# Exercise brief
Which lines have the string "target"? Copy all of them from the entries below.

# Input for this task
+++

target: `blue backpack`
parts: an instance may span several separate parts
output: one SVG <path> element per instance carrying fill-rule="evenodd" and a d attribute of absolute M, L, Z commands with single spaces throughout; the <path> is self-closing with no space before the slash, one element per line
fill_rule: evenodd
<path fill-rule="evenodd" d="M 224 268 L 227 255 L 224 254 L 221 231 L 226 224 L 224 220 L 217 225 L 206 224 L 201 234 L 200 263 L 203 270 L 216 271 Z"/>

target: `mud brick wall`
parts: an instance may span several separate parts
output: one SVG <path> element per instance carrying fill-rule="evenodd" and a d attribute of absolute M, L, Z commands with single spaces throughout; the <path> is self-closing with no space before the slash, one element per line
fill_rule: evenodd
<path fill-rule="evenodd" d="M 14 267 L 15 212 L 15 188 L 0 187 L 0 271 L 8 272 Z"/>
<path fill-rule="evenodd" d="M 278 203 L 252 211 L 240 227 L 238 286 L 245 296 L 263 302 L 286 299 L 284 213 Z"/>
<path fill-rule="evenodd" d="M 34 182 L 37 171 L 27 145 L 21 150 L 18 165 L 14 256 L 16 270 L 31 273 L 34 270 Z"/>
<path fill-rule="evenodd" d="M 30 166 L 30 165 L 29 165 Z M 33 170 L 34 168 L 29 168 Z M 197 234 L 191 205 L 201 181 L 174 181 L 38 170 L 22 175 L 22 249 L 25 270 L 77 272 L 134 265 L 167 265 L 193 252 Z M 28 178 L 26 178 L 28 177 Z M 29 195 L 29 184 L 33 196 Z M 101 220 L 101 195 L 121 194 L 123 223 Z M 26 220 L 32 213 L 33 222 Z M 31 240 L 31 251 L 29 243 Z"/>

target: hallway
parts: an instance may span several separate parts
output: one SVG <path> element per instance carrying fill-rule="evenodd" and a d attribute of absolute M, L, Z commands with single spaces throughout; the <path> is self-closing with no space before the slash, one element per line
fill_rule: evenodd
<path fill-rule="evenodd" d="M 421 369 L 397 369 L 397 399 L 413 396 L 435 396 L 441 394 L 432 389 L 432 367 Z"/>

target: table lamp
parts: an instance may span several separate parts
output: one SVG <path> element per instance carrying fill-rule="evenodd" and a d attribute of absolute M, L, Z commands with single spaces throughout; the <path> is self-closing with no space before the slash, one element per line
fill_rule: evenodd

+++

# Response to this exercise
target: `blue backpack`
target: `mud brick wall`
target: hallway
target: table lamp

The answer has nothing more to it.